PROBLEM >> Nothing but a number should be returned: the count of lines in the records that contain "marking".

▬▬▬▬▬▬

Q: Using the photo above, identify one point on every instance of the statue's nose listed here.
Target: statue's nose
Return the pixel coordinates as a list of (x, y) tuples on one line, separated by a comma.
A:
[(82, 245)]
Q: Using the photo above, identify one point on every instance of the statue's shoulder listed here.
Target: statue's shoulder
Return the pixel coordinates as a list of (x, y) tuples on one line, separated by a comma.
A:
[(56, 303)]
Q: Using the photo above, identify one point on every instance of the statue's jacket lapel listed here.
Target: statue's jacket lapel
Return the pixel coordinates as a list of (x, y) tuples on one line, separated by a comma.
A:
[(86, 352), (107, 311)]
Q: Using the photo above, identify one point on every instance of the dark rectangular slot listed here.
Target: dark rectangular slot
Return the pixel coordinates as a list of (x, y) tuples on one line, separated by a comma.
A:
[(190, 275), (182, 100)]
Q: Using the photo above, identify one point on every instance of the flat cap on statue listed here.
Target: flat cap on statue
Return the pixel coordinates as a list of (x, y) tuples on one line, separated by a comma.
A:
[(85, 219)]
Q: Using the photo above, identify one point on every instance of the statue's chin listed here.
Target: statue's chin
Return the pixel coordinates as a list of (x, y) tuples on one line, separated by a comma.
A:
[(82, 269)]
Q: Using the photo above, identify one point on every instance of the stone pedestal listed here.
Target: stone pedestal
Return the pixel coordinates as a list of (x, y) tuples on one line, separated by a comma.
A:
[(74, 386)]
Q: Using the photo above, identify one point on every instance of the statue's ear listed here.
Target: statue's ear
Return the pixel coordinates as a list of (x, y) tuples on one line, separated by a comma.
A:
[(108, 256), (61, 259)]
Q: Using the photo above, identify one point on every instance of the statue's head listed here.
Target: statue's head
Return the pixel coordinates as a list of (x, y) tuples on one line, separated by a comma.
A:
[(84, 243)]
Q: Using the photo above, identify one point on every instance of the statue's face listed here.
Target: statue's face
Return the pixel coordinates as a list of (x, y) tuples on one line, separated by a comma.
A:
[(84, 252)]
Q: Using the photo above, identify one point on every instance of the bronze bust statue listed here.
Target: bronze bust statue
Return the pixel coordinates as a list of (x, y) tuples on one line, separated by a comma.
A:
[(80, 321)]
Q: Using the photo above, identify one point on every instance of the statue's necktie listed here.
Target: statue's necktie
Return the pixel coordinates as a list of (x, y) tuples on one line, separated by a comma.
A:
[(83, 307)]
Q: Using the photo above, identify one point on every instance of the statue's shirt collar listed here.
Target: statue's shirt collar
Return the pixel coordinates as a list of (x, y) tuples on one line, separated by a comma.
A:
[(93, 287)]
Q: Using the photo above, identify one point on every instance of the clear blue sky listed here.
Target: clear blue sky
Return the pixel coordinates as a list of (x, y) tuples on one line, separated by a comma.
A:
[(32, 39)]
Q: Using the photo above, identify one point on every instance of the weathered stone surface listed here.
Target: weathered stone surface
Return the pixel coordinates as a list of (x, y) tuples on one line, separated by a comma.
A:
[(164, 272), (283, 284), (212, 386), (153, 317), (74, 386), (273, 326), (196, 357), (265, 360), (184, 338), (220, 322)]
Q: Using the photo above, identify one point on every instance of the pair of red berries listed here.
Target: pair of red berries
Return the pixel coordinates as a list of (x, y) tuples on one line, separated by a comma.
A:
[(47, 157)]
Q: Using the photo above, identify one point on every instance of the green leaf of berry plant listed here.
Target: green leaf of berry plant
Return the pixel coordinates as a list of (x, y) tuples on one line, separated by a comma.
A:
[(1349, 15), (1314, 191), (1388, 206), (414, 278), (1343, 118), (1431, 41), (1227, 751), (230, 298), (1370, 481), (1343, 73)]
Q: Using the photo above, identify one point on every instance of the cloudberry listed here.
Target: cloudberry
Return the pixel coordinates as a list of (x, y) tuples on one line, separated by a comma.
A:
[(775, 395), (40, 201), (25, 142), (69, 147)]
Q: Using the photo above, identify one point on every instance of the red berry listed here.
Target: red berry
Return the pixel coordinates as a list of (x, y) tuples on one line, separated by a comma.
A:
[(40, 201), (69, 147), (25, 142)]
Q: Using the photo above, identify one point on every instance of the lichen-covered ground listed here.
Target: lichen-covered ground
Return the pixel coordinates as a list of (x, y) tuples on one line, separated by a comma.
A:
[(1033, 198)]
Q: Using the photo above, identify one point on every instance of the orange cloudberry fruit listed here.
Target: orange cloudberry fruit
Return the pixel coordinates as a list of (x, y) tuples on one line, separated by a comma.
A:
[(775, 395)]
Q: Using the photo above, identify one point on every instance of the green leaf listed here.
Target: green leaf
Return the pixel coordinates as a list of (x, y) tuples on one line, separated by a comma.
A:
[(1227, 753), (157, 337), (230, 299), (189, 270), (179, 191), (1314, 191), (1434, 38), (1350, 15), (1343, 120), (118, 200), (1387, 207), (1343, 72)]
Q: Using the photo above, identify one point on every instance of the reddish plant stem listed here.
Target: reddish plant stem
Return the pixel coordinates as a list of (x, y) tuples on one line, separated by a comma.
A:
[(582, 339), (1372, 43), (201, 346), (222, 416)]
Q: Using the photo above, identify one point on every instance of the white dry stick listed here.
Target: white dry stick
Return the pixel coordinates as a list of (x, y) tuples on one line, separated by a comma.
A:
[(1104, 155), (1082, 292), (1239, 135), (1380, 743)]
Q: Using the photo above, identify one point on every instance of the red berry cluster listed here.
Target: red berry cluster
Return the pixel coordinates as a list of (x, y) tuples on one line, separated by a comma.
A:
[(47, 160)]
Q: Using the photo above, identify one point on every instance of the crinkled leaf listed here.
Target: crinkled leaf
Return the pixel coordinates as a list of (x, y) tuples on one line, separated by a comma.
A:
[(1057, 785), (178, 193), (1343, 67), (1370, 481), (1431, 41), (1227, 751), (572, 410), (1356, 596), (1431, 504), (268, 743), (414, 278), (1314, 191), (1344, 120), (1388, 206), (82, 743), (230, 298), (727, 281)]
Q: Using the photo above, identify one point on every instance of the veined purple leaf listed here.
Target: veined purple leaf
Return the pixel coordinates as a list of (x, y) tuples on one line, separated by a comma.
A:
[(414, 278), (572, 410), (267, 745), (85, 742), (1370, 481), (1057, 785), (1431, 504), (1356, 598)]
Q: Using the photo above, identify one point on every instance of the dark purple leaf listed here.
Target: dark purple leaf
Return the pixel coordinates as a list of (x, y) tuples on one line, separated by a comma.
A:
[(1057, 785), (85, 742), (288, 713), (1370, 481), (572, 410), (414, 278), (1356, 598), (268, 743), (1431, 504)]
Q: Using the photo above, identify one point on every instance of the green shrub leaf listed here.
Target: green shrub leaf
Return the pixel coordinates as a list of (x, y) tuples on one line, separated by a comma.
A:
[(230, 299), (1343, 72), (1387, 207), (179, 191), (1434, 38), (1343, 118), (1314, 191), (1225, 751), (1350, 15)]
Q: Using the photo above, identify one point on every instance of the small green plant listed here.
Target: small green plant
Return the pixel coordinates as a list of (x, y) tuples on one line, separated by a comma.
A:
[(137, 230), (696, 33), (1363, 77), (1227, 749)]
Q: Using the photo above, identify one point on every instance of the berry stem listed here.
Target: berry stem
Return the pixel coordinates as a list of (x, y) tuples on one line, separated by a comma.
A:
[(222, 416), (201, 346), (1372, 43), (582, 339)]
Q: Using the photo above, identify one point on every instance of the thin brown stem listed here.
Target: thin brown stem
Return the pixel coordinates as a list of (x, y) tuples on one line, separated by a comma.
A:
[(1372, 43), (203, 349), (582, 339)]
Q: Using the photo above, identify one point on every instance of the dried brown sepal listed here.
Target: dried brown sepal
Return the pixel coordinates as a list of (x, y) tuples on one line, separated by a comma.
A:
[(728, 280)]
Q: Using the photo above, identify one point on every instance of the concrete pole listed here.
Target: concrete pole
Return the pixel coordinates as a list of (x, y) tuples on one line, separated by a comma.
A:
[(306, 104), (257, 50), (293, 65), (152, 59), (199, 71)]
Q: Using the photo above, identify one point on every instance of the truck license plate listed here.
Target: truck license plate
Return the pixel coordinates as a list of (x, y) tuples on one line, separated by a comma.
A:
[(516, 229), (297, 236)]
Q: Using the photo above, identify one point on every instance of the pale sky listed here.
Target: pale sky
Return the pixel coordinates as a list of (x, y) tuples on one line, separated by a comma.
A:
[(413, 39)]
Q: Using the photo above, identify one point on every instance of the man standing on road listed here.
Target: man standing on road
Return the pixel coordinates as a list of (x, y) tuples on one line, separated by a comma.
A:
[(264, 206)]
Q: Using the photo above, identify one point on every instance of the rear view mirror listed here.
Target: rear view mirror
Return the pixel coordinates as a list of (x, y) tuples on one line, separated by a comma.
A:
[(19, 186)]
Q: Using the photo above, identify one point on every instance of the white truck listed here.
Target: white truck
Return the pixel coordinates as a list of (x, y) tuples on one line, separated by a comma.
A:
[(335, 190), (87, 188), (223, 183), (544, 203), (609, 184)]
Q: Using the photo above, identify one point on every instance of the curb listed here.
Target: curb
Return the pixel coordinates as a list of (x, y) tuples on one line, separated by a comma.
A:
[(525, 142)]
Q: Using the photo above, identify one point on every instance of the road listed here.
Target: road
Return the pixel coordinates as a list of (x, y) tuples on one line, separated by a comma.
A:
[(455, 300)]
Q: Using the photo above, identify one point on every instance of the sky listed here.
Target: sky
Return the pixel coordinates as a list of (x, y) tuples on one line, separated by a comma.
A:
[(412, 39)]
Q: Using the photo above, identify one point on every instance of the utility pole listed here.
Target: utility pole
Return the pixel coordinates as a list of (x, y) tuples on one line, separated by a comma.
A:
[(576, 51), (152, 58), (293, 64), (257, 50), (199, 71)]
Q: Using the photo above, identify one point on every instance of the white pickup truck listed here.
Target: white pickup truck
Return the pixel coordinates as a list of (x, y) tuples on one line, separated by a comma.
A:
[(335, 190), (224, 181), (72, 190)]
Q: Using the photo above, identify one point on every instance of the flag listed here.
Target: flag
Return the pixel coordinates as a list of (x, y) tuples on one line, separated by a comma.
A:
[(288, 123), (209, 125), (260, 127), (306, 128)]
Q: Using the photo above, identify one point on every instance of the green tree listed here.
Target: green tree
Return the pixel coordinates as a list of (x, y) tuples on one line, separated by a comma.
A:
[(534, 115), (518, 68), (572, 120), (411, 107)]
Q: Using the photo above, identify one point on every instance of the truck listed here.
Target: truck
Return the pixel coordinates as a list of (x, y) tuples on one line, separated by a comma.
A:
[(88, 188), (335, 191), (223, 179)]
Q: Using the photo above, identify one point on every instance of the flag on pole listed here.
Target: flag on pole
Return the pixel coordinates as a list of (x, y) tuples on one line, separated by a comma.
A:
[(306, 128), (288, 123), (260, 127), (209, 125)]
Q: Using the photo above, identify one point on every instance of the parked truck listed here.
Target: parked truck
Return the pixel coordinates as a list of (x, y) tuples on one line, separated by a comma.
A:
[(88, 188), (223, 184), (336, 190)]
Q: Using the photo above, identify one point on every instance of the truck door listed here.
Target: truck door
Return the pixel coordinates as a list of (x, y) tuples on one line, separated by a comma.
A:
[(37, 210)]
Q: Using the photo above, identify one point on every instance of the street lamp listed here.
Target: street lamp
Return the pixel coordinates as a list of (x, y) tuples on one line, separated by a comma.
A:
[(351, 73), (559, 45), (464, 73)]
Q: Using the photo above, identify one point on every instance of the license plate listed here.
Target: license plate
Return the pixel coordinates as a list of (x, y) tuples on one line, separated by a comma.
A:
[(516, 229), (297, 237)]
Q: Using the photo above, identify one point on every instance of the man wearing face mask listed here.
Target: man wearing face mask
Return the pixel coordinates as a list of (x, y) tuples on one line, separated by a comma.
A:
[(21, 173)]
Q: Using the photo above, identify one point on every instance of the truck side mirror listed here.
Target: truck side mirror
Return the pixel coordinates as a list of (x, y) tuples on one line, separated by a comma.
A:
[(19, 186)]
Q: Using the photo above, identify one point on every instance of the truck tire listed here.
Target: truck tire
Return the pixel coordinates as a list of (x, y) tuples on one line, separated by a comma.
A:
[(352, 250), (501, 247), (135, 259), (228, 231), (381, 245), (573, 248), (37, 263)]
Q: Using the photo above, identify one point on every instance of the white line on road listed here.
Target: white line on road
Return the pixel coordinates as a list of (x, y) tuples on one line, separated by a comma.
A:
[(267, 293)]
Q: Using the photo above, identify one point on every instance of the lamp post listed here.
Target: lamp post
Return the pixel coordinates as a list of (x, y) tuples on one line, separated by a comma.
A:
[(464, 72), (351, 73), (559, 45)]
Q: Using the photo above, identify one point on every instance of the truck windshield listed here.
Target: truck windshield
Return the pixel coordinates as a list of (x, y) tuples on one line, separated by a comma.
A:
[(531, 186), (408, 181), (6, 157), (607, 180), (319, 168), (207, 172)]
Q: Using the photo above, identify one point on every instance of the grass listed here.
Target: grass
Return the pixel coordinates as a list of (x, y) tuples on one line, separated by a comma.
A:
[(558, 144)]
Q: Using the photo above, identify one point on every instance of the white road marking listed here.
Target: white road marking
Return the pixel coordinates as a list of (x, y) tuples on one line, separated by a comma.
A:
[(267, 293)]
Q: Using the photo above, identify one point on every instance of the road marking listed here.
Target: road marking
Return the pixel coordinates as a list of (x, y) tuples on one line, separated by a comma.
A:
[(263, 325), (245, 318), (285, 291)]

▬▬▬▬▬▬

EXPECTED ANSWER >> 4